**Texte fourni:**
--- --- ---

4 – Le complexe productiviste public -privé et la traduction politique

du « compromis » fordiste

Le Trésor agit à distance par le crédit : il n'a pas de moyens directs d'influer sur la relation

salariale au sein des entreprises. Pourtant, contrairement à ce qu'on dit parfois, le Plan au sens large

ne se contente pas d'une régulation keynésienne et d'une action macro-économique globale : il dispose également de leviers micro-économiques pour agir à ce niveau. En février 1946, un mois après sa création, le Commissariat général lance le mot d'ordre de la « bataille de la production ».

Émerge, dans ce sillage, un vaste complexe-productiviste public-privé chargé d'inciter à la réorganisation des entreprises. Robert Boyer définit le rapport salarial fordiste par la conjonction de deux éléments. D'un côté, au niveau local de l'atelier, il est fondé sur une organisation du travail « qui, partant du taylorisme, pousse encore la parcellisation des tâches, la mécanisation des processus productifs et une séparation complète entre conception et exécution ». De l'autre, il institue « la garantie d'un partage des gains de productivité »161. Comment l'État planificateur a-t-il

contribué à sa mise en place, au-delà de son travail symbolique et politique de conversion du patronat à l'investissement ?

--- --- ---

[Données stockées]

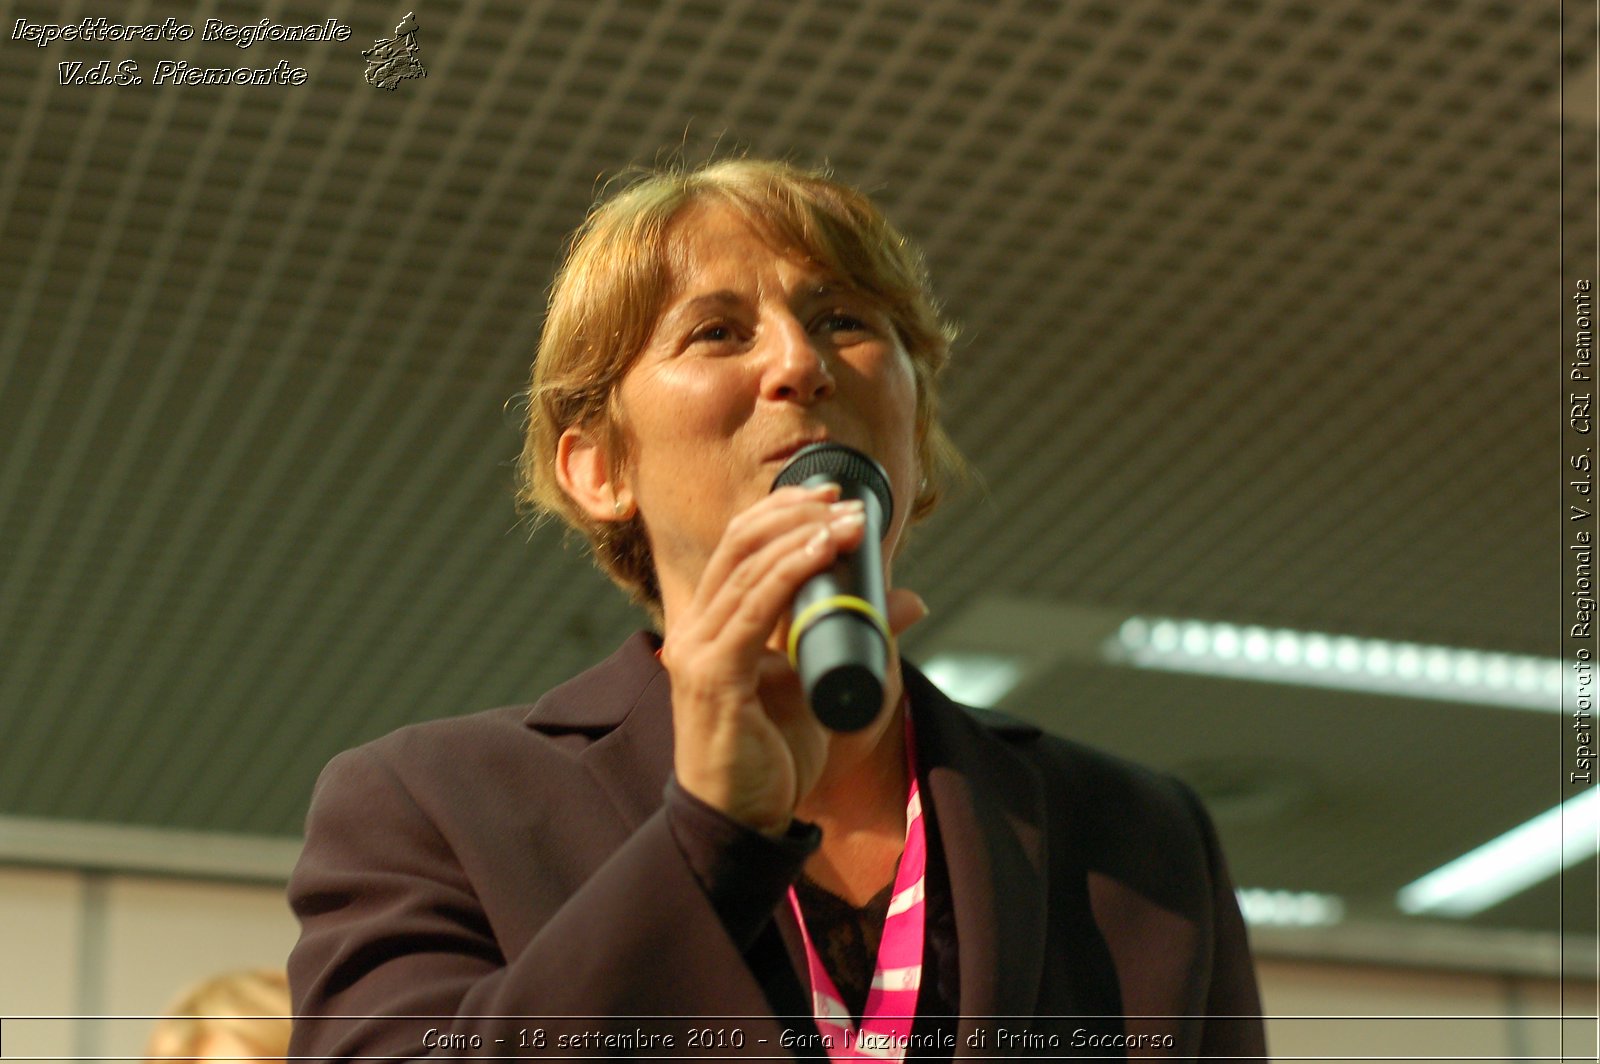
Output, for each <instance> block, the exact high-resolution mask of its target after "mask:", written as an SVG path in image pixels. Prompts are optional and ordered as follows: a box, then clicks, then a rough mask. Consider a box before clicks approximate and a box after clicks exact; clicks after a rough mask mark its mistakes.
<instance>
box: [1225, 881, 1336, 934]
mask: <svg viewBox="0 0 1600 1064" xmlns="http://www.w3.org/2000/svg"><path fill="white" fill-rule="evenodd" d="M1235 894H1237V896H1238V910H1240V912H1242V914H1243V915H1245V923H1250V925H1251V926H1269V928H1325V926H1331V925H1334V923H1339V922H1341V920H1344V899H1342V898H1338V896H1336V894H1318V893H1315V891H1291V890H1261V888H1254V886H1245V888H1240V890H1238V891H1235Z"/></svg>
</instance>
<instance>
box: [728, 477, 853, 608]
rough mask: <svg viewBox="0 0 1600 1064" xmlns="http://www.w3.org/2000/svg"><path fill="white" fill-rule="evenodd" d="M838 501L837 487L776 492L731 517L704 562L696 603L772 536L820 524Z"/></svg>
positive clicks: (837, 489) (790, 487)
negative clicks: (804, 522)
mask: <svg viewBox="0 0 1600 1064" xmlns="http://www.w3.org/2000/svg"><path fill="white" fill-rule="evenodd" d="M837 501H838V485H822V486H821V488H797V486H790V488H779V490H778V491H773V493H771V494H768V496H763V498H762V499H760V501H758V502H755V504H754V506H750V507H749V509H746V510H742V512H739V514H734V515H733V520H730V522H728V526H726V528H725V530H723V533H722V539H720V541H718V544H717V547H715V549H714V550H712V554H710V558H707V560H706V570H704V571H702V573H701V581H699V587H698V594H696V600H699V602H706V600H709V594H704V592H707V590H710V592H714V590H715V589H717V587H718V586H722V584H723V582H725V581H726V579H728V576H730V574H731V573H733V570H734V568H736V566H738V565H739V563H741V562H744V560H746V558H747V557H750V554H754V552H755V550H758V549H760V547H762V546H763V544H766V542H770V541H771V539H773V538H774V536H779V534H782V533H784V531H787V530H790V528H795V526H797V525H800V523H802V522H806V520H821V518H822V515H824V514H826V512H827V506H830V504H832V502H837Z"/></svg>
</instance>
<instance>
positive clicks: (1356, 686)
mask: <svg viewBox="0 0 1600 1064" xmlns="http://www.w3.org/2000/svg"><path fill="white" fill-rule="evenodd" d="M1101 654H1102V658H1106V659H1107V661H1112V662H1117V664H1131V666H1136V667H1141V669H1165V670H1168V672H1198V674H1206V675H1218V677H1232V678H1238V680H1264V682H1269V683H1299V685H1306V686H1325V688H1342V690H1350V691H1370V693H1378V694H1402V696H1408V698H1426V699H1438V701H1446V702H1475V704H1483V706H1507V707H1512V709H1536V710H1544V712H1552V714H1558V712H1562V677H1563V666H1562V659H1560V658H1533V656H1528V654H1494V653H1485V651H1477V650H1461V648H1456V646H1432V645H1424V643H1390V642H1386V640H1374V638H1357V637H1354V635H1330V634H1325V632H1294V630H1290V629H1267V627H1259V626H1238V624H1216V622H1211V621H1186V619H1178V618H1138V616H1136V618H1128V619H1126V621H1123V624H1122V627H1120V629H1117V632H1115V634H1114V635H1112V637H1110V638H1109V640H1106V643H1104V645H1102V648H1101ZM1565 672H1570V669H1568V670H1565Z"/></svg>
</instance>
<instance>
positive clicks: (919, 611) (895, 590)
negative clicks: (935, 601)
mask: <svg viewBox="0 0 1600 1064" xmlns="http://www.w3.org/2000/svg"><path fill="white" fill-rule="evenodd" d="M886 605H888V614H890V618H888V621H890V630H891V632H894V635H899V634H901V632H904V630H906V629H909V627H910V626H914V624H917V621H922V619H923V618H925V616H928V603H925V602H923V600H922V595H918V594H917V592H914V590H906V589H904V587H894V589H893V590H890V594H888V603H886Z"/></svg>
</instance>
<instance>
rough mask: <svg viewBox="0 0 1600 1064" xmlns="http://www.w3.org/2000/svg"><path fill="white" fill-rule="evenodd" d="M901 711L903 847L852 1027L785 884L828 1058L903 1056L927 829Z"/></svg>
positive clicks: (816, 1014) (923, 901)
mask: <svg viewBox="0 0 1600 1064" xmlns="http://www.w3.org/2000/svg"><path fill="white" fill-rule="evenodd" d="M904 710H906V762H907V774H909V776H910V792H909V794H907V797H906V850H904V851H902V853H901V861H899V870H898V872H896V874H894V893H893V896H891V898H890V909H888V917H886V918H885V920H883V939H882V941H880V942H878V960H877V966H875V968H874V971H872V989H869V990H867V1005H866V1008H864V1010H862V1016H861V1029H859V1030H858V1029H856V1026H854V1022H853V1018H851V1016H850V1010H846V1008H845V1005H843V997H842V995H840V992H838V989H837V987H835V986H834V981H832V979H830V978H829V974H827V968H824V966H822V957H821V955H819V954H818V952H816V946H813V944H811V933H810V931H808V930H806V926H805V914H803V912H802V910H800V898H798V896H797V894H795V888H794V886H790V888H789V907H790V909H794V914H795V922H797V923H800V938H802V941H803V942H805V957H806V966H808V968H810V971H811V1010H813V1013H814V1014H816V1024H818V1027H819V1030H821V1034H822V1037H824V1043H826V1045H827V1054H829V1056H830V1058H832V1059H835V1061H902V1059H906V1046H907V1045H909V1042H910V1029H912V1022H914V1019H915V1016H917V990H918V989H920V987H922V941H923V923H925V920H923V917H925V912H926V904H925V901H923V875H925V872H926V869H928V835H926V832H925V830H923V822H922V794H920V792H918V789H917V758H915V749H917V747H915V744H914V742H912V733H910V706H909V704H907V706H906V707H904Z"/></svg>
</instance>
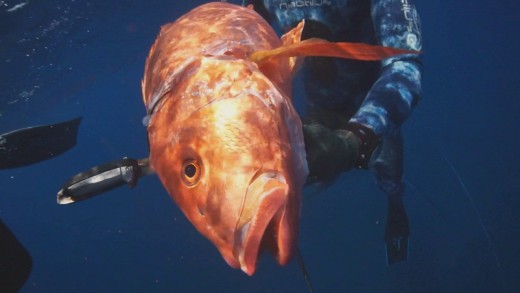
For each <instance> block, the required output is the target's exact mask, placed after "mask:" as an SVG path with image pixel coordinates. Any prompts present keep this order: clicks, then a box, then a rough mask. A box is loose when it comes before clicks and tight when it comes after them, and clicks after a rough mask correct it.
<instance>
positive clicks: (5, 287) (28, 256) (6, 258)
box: [0, 220, 32, 292]
mask: <svg viewBox="0 0 520 293" xmlns="http://www.w3.org/2000/svg"><path fill="white" fill-rule="evenodd" d="M31 269H32V258H31V255H30V254H29V252H27V250H26V249H25V247H23V245H22V244H21V243H20V241H18V239H16V237H15V236H14V234H13V232H11V230H10V229H9V228H8V227H7V225H5V224H4V223H3V222H2V220H0V292H18V291H19V290H20V289H21V288H22V287H23V285H24V283H25V281H27V279H28V278H29V275H30V273H31Z"/></svg>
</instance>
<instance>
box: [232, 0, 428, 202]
mask: <svg viewBox="0 0 520 293" xmlns="http://www.w3.org/2000/svg"><path fill="white" fill-rule="evenodd" d="M229 2H233V1H229ZM235 2H236V1H235ZM238 2H240V1H238ZM236 4H253V5H254V6H255V9H256V10H257V11H258V12H260V13H261V14H262V15H263V16H264V17H265V18H266V19H267V20H268V21H269V22H270V23H271V24H272V25H273V26H274V27H275V28H278V29H280V30H281V31H282V32H287V31H288V30H290V29H291V28H293V27H295V26H296V24H297V23H298V22H299V21H301V20H302V19H305V20H306V24H305V29H304V34H303V37H304V38H310V37H319V38H324V39H328V40H330V41H347V42H363V43H368V44H374V45H384V46H389V47H396V48H405V49H412V50H421V45H422V44H421V30H420V22H419V17H418V15H417V12H416V9H415V3H414V0H301V1H297V0H249V1H247V0H246V1H243V3H236ZM302 70H303V82H304V87H305V93H306V97H307V102H308V106H309V108H308V115H310V116H311V117H312V118H314V119H316V120H319V122H320V123H322V124H323V125H325V126H327V127H329V128H331V129H334V128H338V127H345V126H346V128H348V125H362V126H363V127H367V128H369V129H370V130H372V131H373V133H374V134H375V136H376V137H377V138H378V139H379V140H380V141H381V144H380V146H379V147H378V148H377V149H376V150H375V151H374V153H373V155H372V156H371V159H370V161H369V162H367V164H366V165H365V166H364V167H368V168H370V169H372V170H374V172H375V174H376V178H377V180H378V184H379V186H380V188H381V189H382V190H383V191H384V192H385V193H386V194H388V195H394V196H395V195H397V196H400V195H402V193H403V183H402V175H403V154H402V152H403V150H402V136H401V133H400V126H401V125H402V123H403V122H404V121H405V120H406V118H408V116H409V115H410V113H411V111H412V109H413V108H414V107H415V105H416V104H417V102H418V100H419V96H420V93H421V72H422V66H421V60H420V57H419V55H405V56H399V57H397V58H390V59H387V60H384V61H383V62H362V61H352V60H340V59H332V58H316V57H313V58H306V60H305V63H304V66H303V67H302ZM338 117H339V118H338ZM345 123H346V125H345Z"/></svg>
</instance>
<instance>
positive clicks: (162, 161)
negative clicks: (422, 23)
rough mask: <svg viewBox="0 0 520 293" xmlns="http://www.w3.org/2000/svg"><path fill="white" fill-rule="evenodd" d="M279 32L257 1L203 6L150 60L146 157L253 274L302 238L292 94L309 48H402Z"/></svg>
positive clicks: (143, 99)
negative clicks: (265, 15)
mask: <svg viewBox="0 0 520 293" xmlns="http://www.w3.org/2000/svg"><path fill="white" fill-rule="evenodd" d="M303 26H304V22H303V21H302V22H301V23H300V24H299V25H298V26H297V27H296V28H294V29H293V30H291V31H290V32H288V33H287V34H286V35H284V36H283V37H282V38H281V39H280V38H279V37H278V36H277V35H276V33H275V32H274V31H273V29H272V28H271V27H270V26H269V24H268V23H267V22H266V21H265V20H264V19H263V18H262V17H261V16H260V15H258V14H257V13H256V12H254V10H253V9H252V8H245V7H241V6H237V5H232V4H228V3H223V2H213V3H208V4H204V5H202V6H199V7H197V8H195V9H193V10H192V11H190V12H188V13H187V14H185V15H183V16H182V17H180V18H179V19H178V20H176V21H175V22H173V23H170V24H167V25H164V26H163V27H162V28H161V31H160V34H159V36H158V37H157V39H156V41H155V44H154V45H153V46H152V49H151V50H150V54H149V56H148V59H147V61H146V65H145V74H144V78H143V82H142V90H143V100H144V103H145V105H146V108H147V112H148V117H149V119H148V138H149V145H150V164H151V167H152V168H153V169H154V170H155V171H156V173H157V174H158V176H159V178H160V180H161V182H162V184H163V185H164V187H165V188H166V190H167V191H168V193H169V194H170V196H171V197H172V198H173V200H174V201H175V202H176V204H177V205H178V206H179V207H180V209H181V210H182V211H183V213H184V214H185V215H186V217H187V218H188V219H189V221H190V222H191V223H192V224H193V225H194V226H195V228H196V229H197V230H198V231H199V232H200V233H201V234H202V235H204V236H205V237H206V238H208V239H209V240H210V241H211V242H212V243H213V244H214V245H215V246H216V247H217V249H218V250H219V251H220V253H221V255H222V256H223V258H224V259H225V260H226V262H227V263H228V264H229V265H230V266H231V267H234V268H241V269H242V271H244V272H245V273H247V274H249V275H252V274H253V273H254V272H255V268H256V262H257V258H258V256H259V254H260V252H262V251H263V250H269V251H270V252H271V253H272V254H273V256H274V257H275V258H276V260H277V262H278V263H279V264H280V265H284V264H286V263H287V262H289V260H290V258H291V256H292V255H293V253H294V251H295V249H296V241H297V237H298V223H299V217H300V207H301V198H302V188H303V185H304V183H305V180H306V177H307V174H308V169H307V163H306V160H305V147H304V141H303V134H302V124H301V121H300V119H299V117H298V114H297V113H296V111H295V109H294V107H293V105H292V103H291V98H290V95H291V82H292V77H293V74H294V71H295V70H296V69H297V67H298V64H299V57H301V56H334V57H342V58H353V59H361V60H378V59H382V58H384V57H389V56H392V55H396V54H401V53H405V52H404V51H403V50H394V49H388V48H384V47H373V46H369V45H364V44H350V43H329V42H326V41H323V40H317V39H310V40H305V41H300V38H301V33H302V30H303Z"/></svg>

--- --- ---

**Consignes:**
A) Selon l'extrait sur le compromis fordiste, pourquoi le Trésor ne peut-il agir qu'à distance ?
B) Pouvez-vous reproduire à l'identique le passage de l'extrait sur le compromis fordiste qui commence par « Émerge, dans ce » et se termine par « à l'investissement ? » ?

**Corrigés:**
A) Le Trésor agit par le crédit et n'a pas de moyens directs d'influer sur la relation salariale au sein des entreprises.

B)
Émerge, dans ce sillage, un vaste complexe-productiviste public-privé chargé d'inciter à la réorganisation des entreprises. Robert Boyer définit le rapport salarial fordiste par la conjonction de deux éléments. D'un côté, au niveau local de l'atelier, il est fondé sur une organisation du travail « qui, partant du taylorisme, pousse encore la parcellisation des tâches, la mécanisation des processus productifs et une séparation complète entre conception et exécution ». De l'autre, il institue « la garantie d'un partage des gains de productivité »161. Comment l'État planificateur a-t-il

contribué à sa mise en place, au-delà de son travail symbolique et politique de conversion du patronat à l'investissement ?